The same cannot be said for Allen’s latest, which sees kvetchy miserablist Boris Yellnikoff (Larry David) coming to the aid of pretty- but-dim runaway girl Melody (the excellent Evan Rachel Wood ) who turns up homeless outside his apartment and instantly falls in love with him because of his brilliance and insights – despite the fact that he’s a miserable old bastard who hates practically everything and everyone in the world. Essentially a one-note trawl through Allen’s usual obsessions – love fades, the young are inherently foolish and obsessed with low culture, we are born and die alone etc – Whatever Works only serves to cement his position as a director now completely out of step with the milieu he once totally owned.

The mordant philosophising that once marked him as a relevant and hilarious observer of human foibles has curdled into a pantomime of bored self-loathing and misanthropy. I’ve never known an Allen film strain so hard for laughs, and upsettingly, he’s even managed to render Larry David completely unfunny. This is a flaccid cock of a movie, a saggy wretched old man’s film, legitimised by marquee names.

Even if the central motif is self-parodic (and judging from that title how else can we regard it) and Allen is toying with the joke conceit of having beautiful young women fall for miserable old men - we still have to actually watch it happen.




It saddens me to be so negative as Allen has made at least four films that would comfortably grace my all time 100 best, but the most effective way to gauge the quality of his august years is simply this: how comfortable would you be showing any one of films from the last twenty years to someone totally new to his work? If you offered up this embarrassment as proof of one of the greatest living filmmakers you would be laughed out of the cinema.

### GIVEN DATA:
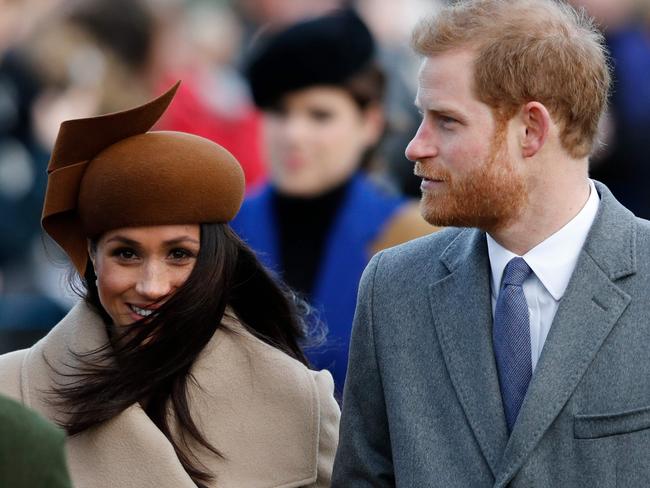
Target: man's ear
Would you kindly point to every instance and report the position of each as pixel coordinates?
(536, 124)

### WRITTEN EXERCISE:
Condense the paragraph in the review of Whatever Works that opens "The same cannot be said for Allen's latest" into a short bulleted list that keeps its main facts.

### SOLUTION TO THE EXERCISE:
- Boris Yellnikoff (Larry David), a kvetchy miserablist, helps Melody (the excellent Evan Rachel Wood), a pretty but dim runaway who turns up homeless outside his apartment.
- Melody instantly falls in love with him for his brilliance and insights, although he hates practically everything and everyone.
- The film is a one-note trawl through Allen's usual obsessions: love fades, the young are foolish and obsessed with low culture, and we are born and die alone.
- It cements Allen's position as a director out of step with the milieu he once totally owned.